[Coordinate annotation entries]
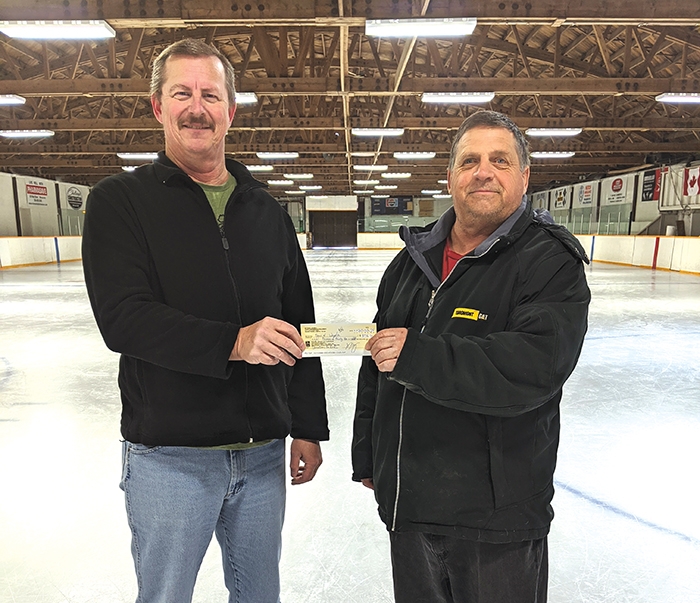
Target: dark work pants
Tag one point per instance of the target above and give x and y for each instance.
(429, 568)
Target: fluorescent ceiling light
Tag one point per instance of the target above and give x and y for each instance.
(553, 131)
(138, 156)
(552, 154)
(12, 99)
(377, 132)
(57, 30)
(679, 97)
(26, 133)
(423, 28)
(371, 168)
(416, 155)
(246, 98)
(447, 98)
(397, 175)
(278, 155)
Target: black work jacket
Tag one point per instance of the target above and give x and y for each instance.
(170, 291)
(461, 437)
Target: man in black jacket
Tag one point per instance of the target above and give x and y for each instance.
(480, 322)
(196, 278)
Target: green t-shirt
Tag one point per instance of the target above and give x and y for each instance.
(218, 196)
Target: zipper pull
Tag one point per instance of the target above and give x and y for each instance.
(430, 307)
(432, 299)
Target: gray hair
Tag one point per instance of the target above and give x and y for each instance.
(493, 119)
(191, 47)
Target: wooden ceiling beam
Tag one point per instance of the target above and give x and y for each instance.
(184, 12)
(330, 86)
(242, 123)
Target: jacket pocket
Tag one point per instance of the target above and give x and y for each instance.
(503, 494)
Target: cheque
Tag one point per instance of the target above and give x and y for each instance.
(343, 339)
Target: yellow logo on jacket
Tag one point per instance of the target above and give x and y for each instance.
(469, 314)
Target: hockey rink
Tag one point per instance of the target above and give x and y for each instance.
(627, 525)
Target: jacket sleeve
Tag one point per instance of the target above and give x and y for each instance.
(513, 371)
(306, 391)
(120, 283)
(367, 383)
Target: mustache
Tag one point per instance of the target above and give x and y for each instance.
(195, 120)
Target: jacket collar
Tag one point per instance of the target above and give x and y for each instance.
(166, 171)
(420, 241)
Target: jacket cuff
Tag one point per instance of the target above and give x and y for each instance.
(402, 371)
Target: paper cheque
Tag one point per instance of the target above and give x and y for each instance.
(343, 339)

Objective
Please edit the lines from the one containing "Target: gray hair" through the last line above, inclusive, changing "hockey rink" to "ice rink" and keeping everything else the same. Return only those lines.

Written reply
Target: gray hair
Tag one point per instance of the target above and give x and y for each instance.
(493, 119)
(191, 47)
Target: wooden ceiling beam
Tag one point per instance of the target above and give x and y for each instance.
(184, 12)
(330, 86)
(242, 123)
Target: jacket pocket
Tag one point per instance of the target above and give x and y for each instance.
(503, 494)
Target: cheque
Tag one point per instance of the target above and give x and y for each instance.
(343, 339)
Target: yellow logo on jacket
Tag one point per instance of the target above and give x and y for each instance.
(469, 314)
Target: ice rink
Tag one point per instance of the target above and give x and y for each instance.
(627, 525)
Target: jacket sleeve
Tag one point per instance of the target above and give x and y for each instance.
(513, 371)
(306, 391)
(120, 283)
(367, 383)
Target: mustache
Tag one point per instance of the target above and give x and y for each instance.
(195, 120)
Target: jacket collar
Tag one point per instance of the target above and give x and y for each instance.
(166, 171)
(420, 241)
Target: jacket cuff
Tag one point per instance of the target above and give x and y for each instance.
(402, 371)
Target: paper cheque
Tag one point per instance of the target above and give x and y for each instance.
(343, 339)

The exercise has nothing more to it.